Stated exercise: Count the lines of the listing below that contain the string "roof" and give only that number.

Input rows:
------------

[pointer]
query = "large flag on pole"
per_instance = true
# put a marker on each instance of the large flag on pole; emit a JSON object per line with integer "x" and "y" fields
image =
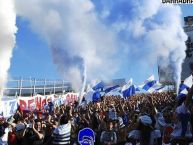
{"x": 128, "y": 89}
{"x": 98, "y": 86}
{"x": 183, "y": 88}
{"x": 150, "y": 82}
{"x": 111, "y": 88}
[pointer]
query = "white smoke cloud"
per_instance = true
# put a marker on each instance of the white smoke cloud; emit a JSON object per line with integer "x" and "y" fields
{"x": 75, "y": 36}
{"x": 149, "y": 28}
{"x": 7, "y": 38}
{"x": 93, "y": 32}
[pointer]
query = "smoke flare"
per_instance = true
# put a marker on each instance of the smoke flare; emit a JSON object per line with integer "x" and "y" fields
{"x": 7, "y": 39}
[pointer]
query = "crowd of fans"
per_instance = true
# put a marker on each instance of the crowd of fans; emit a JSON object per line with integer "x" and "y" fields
{"x": 145, "y": 119}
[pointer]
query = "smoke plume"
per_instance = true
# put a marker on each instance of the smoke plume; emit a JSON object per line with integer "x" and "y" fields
{"x": 75, "y": 36}
{"x": 151, "y": 30}
{"x": 7, "y": 39}
{"x": 93, "y": 32}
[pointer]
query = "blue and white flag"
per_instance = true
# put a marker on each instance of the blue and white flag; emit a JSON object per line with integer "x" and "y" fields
{"x": 128, "y": 89}
{"x": 150, "y": 82}
{"x": 96, "y": 96}
{"x": 187, "y": 84}
{"x": 98, "y": 86}
{"x": 157, "y": 87}
{"x": 111, "y": 88}
{"x": 183, "y": 88}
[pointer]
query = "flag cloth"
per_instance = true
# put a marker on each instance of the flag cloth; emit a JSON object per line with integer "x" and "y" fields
{"x": 148, "y": 83}
{"x": 111, "y": 88}
{"x": 98, "y": 86}
{"x": 186, "y": 85}
{"x": 96, "y": 96}
{"x": 127, "y": 92}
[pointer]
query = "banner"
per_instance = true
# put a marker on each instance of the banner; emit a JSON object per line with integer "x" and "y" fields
{"x": 31, "y": 103}
{"x": 8, "y": 107}
{"x": 70, "y": 98}
{"x": 38, "y": 102}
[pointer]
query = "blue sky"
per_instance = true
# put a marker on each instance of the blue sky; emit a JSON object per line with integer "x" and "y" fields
{"x": 32, "y": 56}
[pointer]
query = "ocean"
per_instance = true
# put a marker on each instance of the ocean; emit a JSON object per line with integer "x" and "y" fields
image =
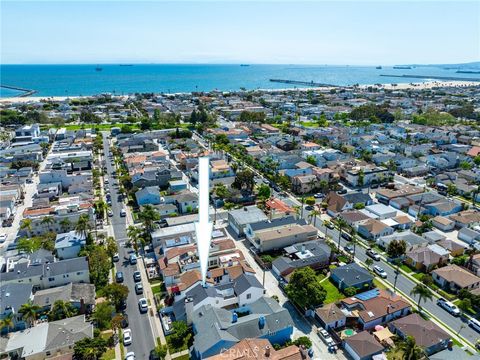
{"x": 73, "y": 80}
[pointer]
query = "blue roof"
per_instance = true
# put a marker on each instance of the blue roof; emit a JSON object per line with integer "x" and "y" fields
{"x": 367, "y": 295}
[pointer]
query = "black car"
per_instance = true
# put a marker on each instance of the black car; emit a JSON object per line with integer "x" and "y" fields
{"x": 137, "y": 276}
{"x": 122, "y": 305}
{"x": 153, "y": 355}
{"x": 124, "y": 322}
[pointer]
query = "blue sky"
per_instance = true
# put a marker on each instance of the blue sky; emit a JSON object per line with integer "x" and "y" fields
{"x": 315, "y": 32}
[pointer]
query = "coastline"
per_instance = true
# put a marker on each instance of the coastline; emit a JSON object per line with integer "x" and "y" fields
{"x": 394, "y": 86}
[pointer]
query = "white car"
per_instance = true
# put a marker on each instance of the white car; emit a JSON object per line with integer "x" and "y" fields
{"x": 379, "y": 271}
{"x": 450, "y": 307}
{"x": 127, "y": 337}
{"x": 143, "y": 305}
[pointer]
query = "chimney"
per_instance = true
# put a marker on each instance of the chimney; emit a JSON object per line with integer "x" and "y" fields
{"x": 267, "y": 351}
{"x": 261, "y": 322}
{"x": 189, "y": 309}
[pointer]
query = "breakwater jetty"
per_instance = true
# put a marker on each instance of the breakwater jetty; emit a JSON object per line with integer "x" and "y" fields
{"x": 25, "y": 92}
{"x": 433, "y": 77}
{"x": 304, "y": 83}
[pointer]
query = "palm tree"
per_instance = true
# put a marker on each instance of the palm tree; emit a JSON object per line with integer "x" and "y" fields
{"x": 135, "y": 236}
{"x": 422, "y": 292}
{"x": 7, "y": 322}
{"x": 83, "y": 225}
{"x": 368, "y": 262}
{"x": 61, "y": 310}
{"x": 148, "y": 216}
{"x": 341, "y": 224}
{"x": 313, "y": 215}
{"x": 65, "y": 224}
{"x": 47, "y": 220}
{"x": 29, "y": 312}
{"x": 100, "y": 208}
{"x": 410, "y": 349}
{"x": 26, "y": 225}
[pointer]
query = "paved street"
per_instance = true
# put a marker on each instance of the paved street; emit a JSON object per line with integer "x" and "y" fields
{"x": 143, "y": 340}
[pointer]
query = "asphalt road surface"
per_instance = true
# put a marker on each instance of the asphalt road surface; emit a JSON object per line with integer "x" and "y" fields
{"x": 142, "y": 336}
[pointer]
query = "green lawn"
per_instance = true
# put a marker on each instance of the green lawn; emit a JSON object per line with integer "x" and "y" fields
{"x": 157, "y": 288}
{"x": 405, "y": 268}
{"x": 109, "y": 354}
{"x": 308, "y": 123}
{"x": 379, "y": 284}
{"x": 333, "y": 295}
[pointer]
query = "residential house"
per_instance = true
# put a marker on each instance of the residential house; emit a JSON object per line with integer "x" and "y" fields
{"x": 409, "y": 237}
{"x": 362, "y": 346}
{"x": 48, "y": 339}
{"x": 48, "y": 274}
{"x": 216, "y": 329}
{"x": 373, "y": 229}
{"x": 148, "y": 196}
{"x": 80, "y": 295}
{"x": 303, "y": 184}
{"x": 425, "y": 258}
{"x": 68, "y": 245}
{"x": 351, "y": 275}
{"x": 429, "y": 336}
{"x": 315, "y": 254}
{"x": 455, "y": 278}
{"x": 467, "y": 218}
{"x": 12, "y": 297}
{"x": 330, "y": 316}
{"x": 238, "y": 219}
{"x": 443, "y": 223}
{"x": 468, "y": 235}
{"x": 253, "y": 349}
{"x": 453, "y": 247}
{"x": 176, "y": 186}
{"x": 186, "y": 202}
{"x": 281, "y": 235}
{"x": 376, "y": 307}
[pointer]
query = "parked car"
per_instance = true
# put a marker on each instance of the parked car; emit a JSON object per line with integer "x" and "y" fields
{"x": 373, "y": 254}
{"x": 474, "y": 324}
{"x": 127, "y": 337}
{"x": 450, "y": 307}
{"x": 130, "y": 356}
{"x": 380, "y": 272}
{"x": 143, "y": 305}
{"x": 132, "y": 259}
{"x": 124, "y": 322}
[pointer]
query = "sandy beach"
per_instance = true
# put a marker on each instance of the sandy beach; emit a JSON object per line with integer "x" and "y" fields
{"x": 399, "y": 86}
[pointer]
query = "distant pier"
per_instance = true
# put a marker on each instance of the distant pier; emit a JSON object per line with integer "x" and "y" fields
{"x": 433, "y": 77}
{"x": 305, "y": 83}
{"x": 25, "y": 92}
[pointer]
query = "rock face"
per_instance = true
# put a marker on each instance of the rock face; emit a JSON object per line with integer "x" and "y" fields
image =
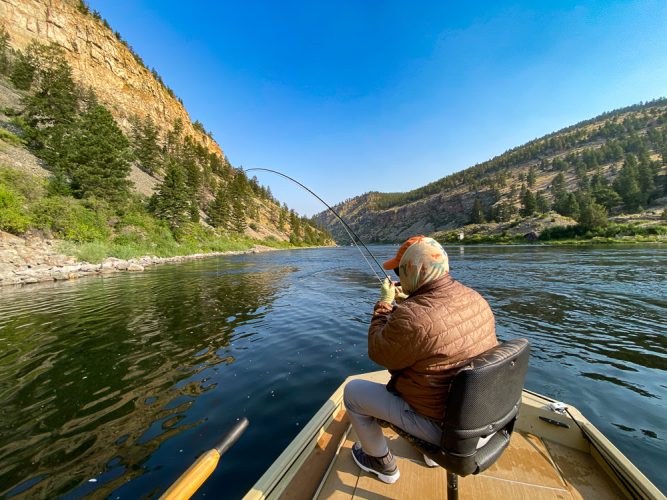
{"x": 98, "y": 60}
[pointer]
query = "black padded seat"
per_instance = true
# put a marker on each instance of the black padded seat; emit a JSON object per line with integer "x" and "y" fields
{"x": 483, "y": 401}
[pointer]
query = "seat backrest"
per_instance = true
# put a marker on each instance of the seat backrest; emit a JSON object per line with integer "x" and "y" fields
{"x": 485, "y": 396}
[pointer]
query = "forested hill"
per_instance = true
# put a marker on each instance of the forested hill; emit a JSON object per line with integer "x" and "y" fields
{"x": 115, "y": 146}
{"x": 605, "y": 166}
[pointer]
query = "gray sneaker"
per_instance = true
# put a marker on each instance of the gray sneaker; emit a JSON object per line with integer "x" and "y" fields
{"x": 383, "y": 467}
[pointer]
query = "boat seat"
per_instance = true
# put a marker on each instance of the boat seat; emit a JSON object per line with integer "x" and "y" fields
{"x": 483, "y": 402}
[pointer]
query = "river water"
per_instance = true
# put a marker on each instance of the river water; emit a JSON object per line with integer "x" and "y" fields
{"x": 112, "y": 386}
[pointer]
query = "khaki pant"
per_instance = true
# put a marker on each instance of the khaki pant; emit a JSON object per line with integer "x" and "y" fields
{"x": 365, "y": 401}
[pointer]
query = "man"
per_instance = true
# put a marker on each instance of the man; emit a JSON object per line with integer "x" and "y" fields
{"x": 423, "y": 342}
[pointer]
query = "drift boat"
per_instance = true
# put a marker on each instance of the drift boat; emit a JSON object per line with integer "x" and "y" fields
{"x": 554, "y": 452}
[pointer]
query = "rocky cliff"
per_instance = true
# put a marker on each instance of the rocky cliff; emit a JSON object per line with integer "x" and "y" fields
{"x": 99, "y": 60}
{"x": 579, "y": 152}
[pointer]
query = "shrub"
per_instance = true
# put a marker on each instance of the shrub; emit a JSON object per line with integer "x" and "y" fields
{"x": 12, "y": 218}
{"x": 70, "y": 219}
{"x": 8, "y": 137}
{"x": 28, "y": 186}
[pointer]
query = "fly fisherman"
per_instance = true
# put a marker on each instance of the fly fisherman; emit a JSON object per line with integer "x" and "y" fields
{"x": 422, "y": 342}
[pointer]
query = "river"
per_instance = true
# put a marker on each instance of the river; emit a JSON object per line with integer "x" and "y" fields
{"x": 112, "y": 386}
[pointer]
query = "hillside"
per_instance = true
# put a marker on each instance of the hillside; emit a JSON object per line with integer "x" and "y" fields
{"x": 62, "y": 69}
{"x": 611, "y": 165}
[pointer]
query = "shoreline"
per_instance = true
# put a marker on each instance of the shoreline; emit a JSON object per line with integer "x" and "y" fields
{"x": 28, "y": 261}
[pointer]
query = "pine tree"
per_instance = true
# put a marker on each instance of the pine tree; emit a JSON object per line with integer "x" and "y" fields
{"x": 541, "y": 203}
{"x": 592, "y": 215}
{"x": 238, "y": 216}
{"x": 477, "y": 216}
{"x": 219, "y": 212}
{"x": 531, "y": 178}
{"x": 23, "y": 71}
{"x": 570, "y": 207}
{"x": 146, "y": 146}
{"x": 627, "y": 184}
{"x": 171, "y": 203}
{"x": 603, "y": 193}
{"x": 51, "y": 110}
{"x": 4, "y": 51}
{"x": 97, "y": 157}
{"x": 528, "y": 202}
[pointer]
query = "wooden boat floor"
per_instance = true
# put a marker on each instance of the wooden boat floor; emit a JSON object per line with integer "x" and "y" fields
{"x": 529, "y": 469}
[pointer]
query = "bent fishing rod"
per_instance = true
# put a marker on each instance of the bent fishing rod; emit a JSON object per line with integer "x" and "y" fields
{"x": 350, "y": 232}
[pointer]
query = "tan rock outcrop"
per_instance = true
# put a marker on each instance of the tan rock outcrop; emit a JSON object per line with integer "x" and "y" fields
{"x": 98, "y": 60}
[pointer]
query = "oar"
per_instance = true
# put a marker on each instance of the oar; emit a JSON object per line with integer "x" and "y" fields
{"x": 190, "y": 481}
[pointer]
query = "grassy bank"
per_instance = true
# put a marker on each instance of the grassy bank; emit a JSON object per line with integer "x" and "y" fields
{"x": 570, "y": 235}
{"x": 92, "y": 230}
{"x": 97, "y": 251}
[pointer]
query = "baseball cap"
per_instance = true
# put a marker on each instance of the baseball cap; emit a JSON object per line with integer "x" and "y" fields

------------

Expected output: 2